-- TASK --
Repeat what the lines below say, word for word, and skip every image.

···

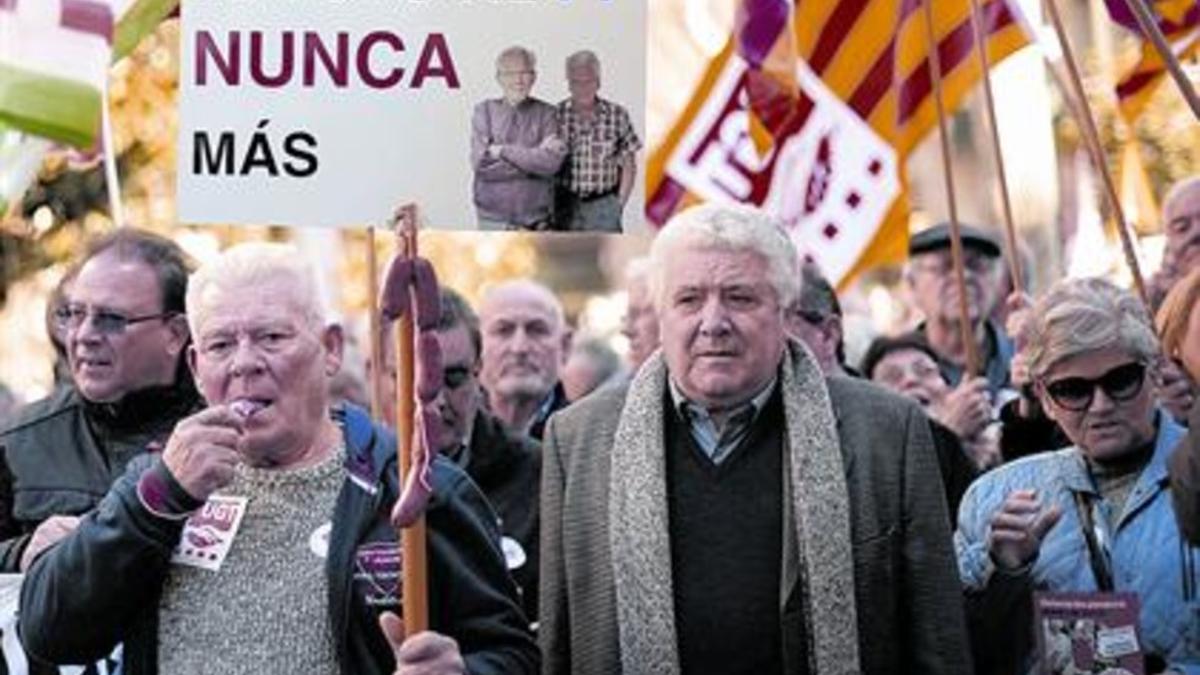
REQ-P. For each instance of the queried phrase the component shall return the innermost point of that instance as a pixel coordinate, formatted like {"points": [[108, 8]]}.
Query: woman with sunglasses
{"points": [[1095, 515], [1179, 323]]}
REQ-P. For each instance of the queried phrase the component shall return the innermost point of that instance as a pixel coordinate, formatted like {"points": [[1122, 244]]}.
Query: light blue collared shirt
{"points": [[718, 444]]}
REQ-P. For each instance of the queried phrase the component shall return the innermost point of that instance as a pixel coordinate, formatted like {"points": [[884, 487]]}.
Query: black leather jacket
{"points": [[102, 584], [63, 453]]}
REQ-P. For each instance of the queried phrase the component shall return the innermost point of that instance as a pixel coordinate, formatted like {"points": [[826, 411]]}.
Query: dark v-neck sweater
{"points": [[726, 542]]}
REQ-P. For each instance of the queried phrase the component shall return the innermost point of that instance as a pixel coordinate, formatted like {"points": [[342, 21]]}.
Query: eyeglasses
{"points": [[455, 376], [810, 317], [943, 264], [1121, 384], [70, 317]]}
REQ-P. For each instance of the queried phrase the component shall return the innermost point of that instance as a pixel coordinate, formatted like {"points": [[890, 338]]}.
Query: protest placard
{"points": [[333, 113]]}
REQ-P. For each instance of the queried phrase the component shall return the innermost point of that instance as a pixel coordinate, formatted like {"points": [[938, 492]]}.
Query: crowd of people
{"points": [[735, 499]]}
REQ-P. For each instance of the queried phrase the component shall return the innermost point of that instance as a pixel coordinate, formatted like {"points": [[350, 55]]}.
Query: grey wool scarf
{"points": [[819, 517]]}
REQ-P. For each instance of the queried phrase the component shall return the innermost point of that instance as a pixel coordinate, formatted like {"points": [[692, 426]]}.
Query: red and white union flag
{"points": [[831, 181]]}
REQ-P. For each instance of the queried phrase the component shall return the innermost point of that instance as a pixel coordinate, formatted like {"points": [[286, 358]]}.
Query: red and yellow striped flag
{"points": [[1180, 23], [825, 149]]}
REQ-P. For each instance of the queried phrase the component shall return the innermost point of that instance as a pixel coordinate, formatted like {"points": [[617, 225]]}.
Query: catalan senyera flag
{"points": [[810, 112], [1180, 23], [54, 57]]}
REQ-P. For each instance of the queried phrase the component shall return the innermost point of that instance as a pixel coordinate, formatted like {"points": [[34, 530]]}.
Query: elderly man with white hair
{"points": [[515, 149], [732, 511], [1092, 517], [259, 539], [599, 173]]}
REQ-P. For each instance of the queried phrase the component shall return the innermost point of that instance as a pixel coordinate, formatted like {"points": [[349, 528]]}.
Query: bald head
{"points": [[526, 342], [1181, 220]]}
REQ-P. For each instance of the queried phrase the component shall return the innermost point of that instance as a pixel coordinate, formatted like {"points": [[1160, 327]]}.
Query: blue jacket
{"points": [[101, 585], [1147, 554]]}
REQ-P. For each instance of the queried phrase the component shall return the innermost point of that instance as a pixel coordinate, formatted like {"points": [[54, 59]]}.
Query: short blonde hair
{"points": [[727, 227], [1176, 311], [249, 264], [1177, 190], [1078, 316]]}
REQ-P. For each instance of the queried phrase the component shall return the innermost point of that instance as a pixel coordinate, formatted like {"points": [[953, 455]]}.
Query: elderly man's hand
{"points": [[424, 653], [1018, 529], [966, 410], [1176, 392], [52, 531], [202, 453]]}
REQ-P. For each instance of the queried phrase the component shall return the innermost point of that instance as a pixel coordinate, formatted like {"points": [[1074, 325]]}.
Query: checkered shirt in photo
{"points": [[595, 147]]}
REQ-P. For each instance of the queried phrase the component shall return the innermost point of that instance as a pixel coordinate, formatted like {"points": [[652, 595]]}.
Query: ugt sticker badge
{"points": [[209, 533]]}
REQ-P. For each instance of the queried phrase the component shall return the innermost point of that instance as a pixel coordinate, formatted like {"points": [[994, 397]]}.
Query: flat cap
{"points": [[939, 237]]}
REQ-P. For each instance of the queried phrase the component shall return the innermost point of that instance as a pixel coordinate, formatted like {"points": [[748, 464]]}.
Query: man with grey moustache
{"points": [[124, 330], [263, 538]]}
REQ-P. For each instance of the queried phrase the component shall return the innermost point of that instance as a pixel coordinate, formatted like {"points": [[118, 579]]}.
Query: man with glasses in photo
{"points": [[125, 334], [815, 318], [1095, 515], [930, 276], [600, 171], [505, 466], [515, 150]]}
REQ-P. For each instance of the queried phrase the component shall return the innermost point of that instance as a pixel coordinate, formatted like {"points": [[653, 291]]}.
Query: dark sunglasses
{"points": [[455, 376], [1121, 384], [810, 317], [69, 317]]}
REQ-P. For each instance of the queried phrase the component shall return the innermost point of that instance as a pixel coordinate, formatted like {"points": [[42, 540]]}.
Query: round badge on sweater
{"points": [[318, 542], [514, 555]]}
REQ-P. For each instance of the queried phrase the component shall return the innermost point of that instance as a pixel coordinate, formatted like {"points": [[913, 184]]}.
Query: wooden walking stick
{"points": [[1014, 266], [1092, 139], [1152, 33], [415, 574], [375, 335], [935, 71]]}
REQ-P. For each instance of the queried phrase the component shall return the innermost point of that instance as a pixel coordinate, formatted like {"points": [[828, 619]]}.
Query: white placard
{"points": [[373, 106]]}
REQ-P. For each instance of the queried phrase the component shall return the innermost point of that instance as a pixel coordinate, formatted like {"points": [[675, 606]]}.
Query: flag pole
{"points": [[112, 180], [1092, 139], [935, 67], [1014, 266], [375, 335], [1152, 33], [413, 547]]}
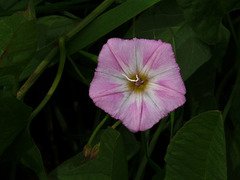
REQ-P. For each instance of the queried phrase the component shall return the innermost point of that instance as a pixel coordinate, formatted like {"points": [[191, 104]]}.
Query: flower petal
{"points": [[162, 60], [138, 110]]}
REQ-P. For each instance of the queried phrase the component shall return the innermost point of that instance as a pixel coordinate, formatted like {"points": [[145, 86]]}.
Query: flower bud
{"points": [[95, 151], [87, 150]]}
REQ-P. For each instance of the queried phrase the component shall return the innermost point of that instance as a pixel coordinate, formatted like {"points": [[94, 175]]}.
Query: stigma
{"points": [[137, 82]]}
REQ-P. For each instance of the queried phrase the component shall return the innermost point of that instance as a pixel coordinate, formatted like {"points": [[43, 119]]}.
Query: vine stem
{"points": [[97, 129], [152, 145], [116, 124], [56, 80], [45, 62], [235, 88]]}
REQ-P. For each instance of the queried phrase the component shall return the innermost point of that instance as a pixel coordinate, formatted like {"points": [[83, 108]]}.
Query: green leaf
{"points": [[132, 146], [25, 152], [198, 150], [190, 53], [50, 29], [14, 115], [18, 42], [201, 87], [205, 16], [165, 21], [110, 163], [107, 22]]}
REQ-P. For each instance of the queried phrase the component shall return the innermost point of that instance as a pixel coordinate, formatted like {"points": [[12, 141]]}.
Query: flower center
{"points": [[137, 84]]}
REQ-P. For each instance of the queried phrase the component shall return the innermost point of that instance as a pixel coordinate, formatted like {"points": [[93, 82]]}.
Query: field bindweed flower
{"points": [[137, 81]]}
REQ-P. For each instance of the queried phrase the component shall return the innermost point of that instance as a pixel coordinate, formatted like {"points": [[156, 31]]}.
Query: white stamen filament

···

-- FULL RESPONSE --
REQ-P. For each instance of the queried phrase the component shall return the innermost point of that instance as a pixel coordinate, formatted like {"points": [[108, 8]]}.
Query: woman with sunglasses
{"points": [[1095, 515], [1179, 323]]}
REQ-P. For each instance of the queried phrase the component shall return the innermost point of that instance as a pixel coordinate, formatted like {"points": [[1122, 244]]}.
Query: light blue collared shirt
{"points": [[718, 444]]}
REQ-P. For each instance of the queried phrase the component shall return the innermost point of that instance as a pixel coordinate, formatted like {"points": [[884, 487]]}.
Query: black leather jacket
{"points": [[102, 584], [63, 453]]}
REQ-P. For each instance of the queried phrase the component shall return the innermost point of that instance as a pixel coordinate, formatted like {"points": [[826, 411]]}.
Query: dark v-neck sweater
{"points": [[726, 542]]}
REQ-P. For each instance of the queried phrase the component shall return the innermost point of that instance as a pixel coordinate, formatted like {"points": [[342, 21]]}.
Query: eyeglasses
{"points": [[455, 376], [810, 317], [943, 264], [1121, 384], [70, 317]]}
REQ-P. For each instance of the queried phrase the component shall return the innermost point of that instance as a pixel coordinate, formatted like {"points": [[890, 338]]}.
Query: protest placard
{"points": [[333, 113]]}
REQ-P. For each instance of the queried phrase the component shall return the innermost point of that instance as a pixel coordinate, formatted like {"points": [[938, 492]]}.
Query: crowd of people
{"points": [[735, 499]]}
REQ-P. For each instance of the queried phrase the component shall return the innermost point of that instance as a pixel coordinate, formatted like {"points": [[350, 55]]}.
Query: grey wool scarf
{"points": [[819, 517]]}
REQ-P. For each instance of the queried phrase the component shall return the innermost point of that instance as a pixel coordinate, formatted like {"points": [[692, 426]]}.
Query: red and white union flag
{"points": [[831, 181]]}
REQ-P. For each instance of the queried phrase the component shall return the innermost point of that instance as a pixel coordinate, formatted like {"points": [[286, 358]]}.
Query: red and yellow striped flag
{"points": [[1180, 23], [825, 149]]}
REQ-P. For each instance of the queried phrase the component shall return the innermost point of that instance as a pixel coordinate, formatted like {"points": [[617, 225]]}.
Query: catalan senyera flag
{"points": [[810, 112], [1180, 23], [54, 57]]}
REQ-P. For each instance of the queried phrase the component shall return the innermost point of that instance as a pixel coordinate, formatted like {"points": [[34, 530]]}.
Query: elderly man with white hair
{"points": [[515, 149], [732, 511], [1092, 517], [259, 539], [599, 173]]}
REQ-P. For each instance of the queried phrase the component shall return the innermost point of that instance as a pixel coordinate, formatted like {"points": [[349, 528]]}.
Query: bald head
{"points": [[526, 342], [1181, 220]]}
REQ-P. For each instance of the queried phrase the component shall return the innermost point of that instance as a pixel coordinate, formatted like {"points": [[1160, 327]]}.
Query: blue jacket
{"points": [[101, 585], [1147, 554]]}
REQ-P. For each instance of the queried phrase the component shall return the innermost point of that instance as a pixel coordinate, formatted like {"points": [[54, 59]]}.
Query: short blonde hair
{"points": [[727, 227], [1176, 311], [249, 264], [1177, 190], [1078, 316]]}
REQ-P. For each instance of the queried phrase the component shall return the innermost point of that instance as a pixel coordinate, formatted like {"points": [[953, 455]]}.
Query: elderly man's hand
{"points": [[424, 653], [1018, 529], [966, 410], [1176, 392], [52, 531], [202, 453]]}
REQ-P. For each instance of the queried phrase the component shall return the innermost point of that instance as a pixel coordinate, formatted like {"points": [[1074, 325]]}.
Query: checkered shirt in photo
{"points": [[595, 147]]}
REQ-P. For each instance of the queried phrase the component shall return the innermost point of that instance as a pixel coordinate, formatted like {"points": [[652, 595]]}.
Query: ugt sticker badge
{"points": [[209, 533]]}
REQ-P. For each instance of the queried phrase the component shall return the innermost point of that instance as a pixel coordinate, formatted like {"points": [[994, 397]]}.
Query: flat cap
{"points": [[939, 237]]}
REQ-P. For each instance of the queried phrase the component shall return the innermost point of that instance as a pixel coordinate, formatted like {"points": [[748, 464]]}.
Query: man with grey moustache
{"points": [[124, 330], [263, 538]]}
REQ-P. For each instance of the queried phrase the component shall return the innermost point of that instance as a pixel coordinate, formatted like {"points": [[118, 579]]}.
Query: man with glasses in photo
{"points": [[125, 334], [815, 318], [1095, 515], [930, 276], [600, 171], [505, 466], [515, 150]]}
REQ-P. For each instance of the queried phrase the component shall return the innermost point of that instance as a pixel coordinate, formatted like {"points": [[653, 291]]}.
Query: dark sunglasses
{"points": [[455, 376], [1121, 384], [810, 317], [69, 317]]}
REQ-P. For each instance of the queried phrase the component shall return the innermost point of that instance as a pixel coordinate, formatted like {"points": [[42, 540]]}.
Query: round badge on sweater
{"points": [[318, 542], [514, 555]]}
REQ-P. For each instance of the queried phrase the component shall return the innermost point of that instance as a pixel coordinate, formatted like {"points": [[913, 184]]}.
Query: wooden walking stick
{"points": [[1014, 266], [1092, 139], [1152, 33], [415, 574], [375, 335], [935, 71]]}
REQ-P. For each instance of the queried phrase the component shall return the innermost point of that instance as a pixel coordinate, formatted like {"points": [[828, 619]]}.
Query: white placard
{"points": [[373, 106]]}
REQ-P. For each instance of the queried phrase the component shall return the innermost point of that instance as a pixel coordinate, formatted like {"points": [[675, 606]]}.
Query: flag pole
{"points": [[112, 180], [1092, 139], [935, 67], [1014, 266], [375, 335], [1152, 33], [413, 547]]}
REQ-P. For each instance of the queried phrase the component shall return the innermost point of that instance as a pixel coordinate, formatted like {"points": [[191, 104]]}.
Query: flower petal
{"points": [[162, 60], [138, 110]]}
REQ-P. For each instance of the queried phrase the component shall return the innermost point of that instance as a pixel coordinate, formatted like {"points": [[145, 86]]}.
Query: flower bud
{"points": [[95, 151], [87, 150]]}
REQ-P. For each instance of the queried phrase the component shall return the innermost point of that instance as a pixel coordinate, formatted like {"points": [[94, 175]]}.
Query: stigma
{"points": [[137, 82]]}
REQ-P. For each instance of the queried phrase the component shall return the innermost point of that instance as a pixel coordinate, formatted like {"points": [[43, 119]]}.
Query: vine stem
{"points": [[97, 129], [152, 145], [116, 124], [56, 80], [45, 62], [235, 88]]}
REQ-P. For each instance of the queried phrase the component shall return the innermost point of that instance as a pixel coordinate, formatted like {"points": [[83, 108]]}.
Query: green leaf
{"points": [[132, 146], [25, 152], [198, 150], [190, 53], [50, 29], [14, 115], [18, 42], [201, 87], [205, 16], [165, 21], [110, 163], [107, 22]]}
REQ-P. For each instance of the queried phrase the component shall return the innermost point of that instance as a pixel coordinate, formatted like {"points": [[12, 141]]}.
Query: flower center
{"points": [[137, 84]]}
REQ-P. For each instance of the queried phrase the component shall return the innermost point of that instance as a pixel coordinate, formatted like {"points": [[93, 82]]}.
Query: field bindweed flower
{"points": [[137, 81]]}
REQ-P. For each instance of the queried phrase the component shall return the innermost point of that instance as a pixel coordinate, formatted like {"points": [[156, 31]]}.
Query: white stamen filament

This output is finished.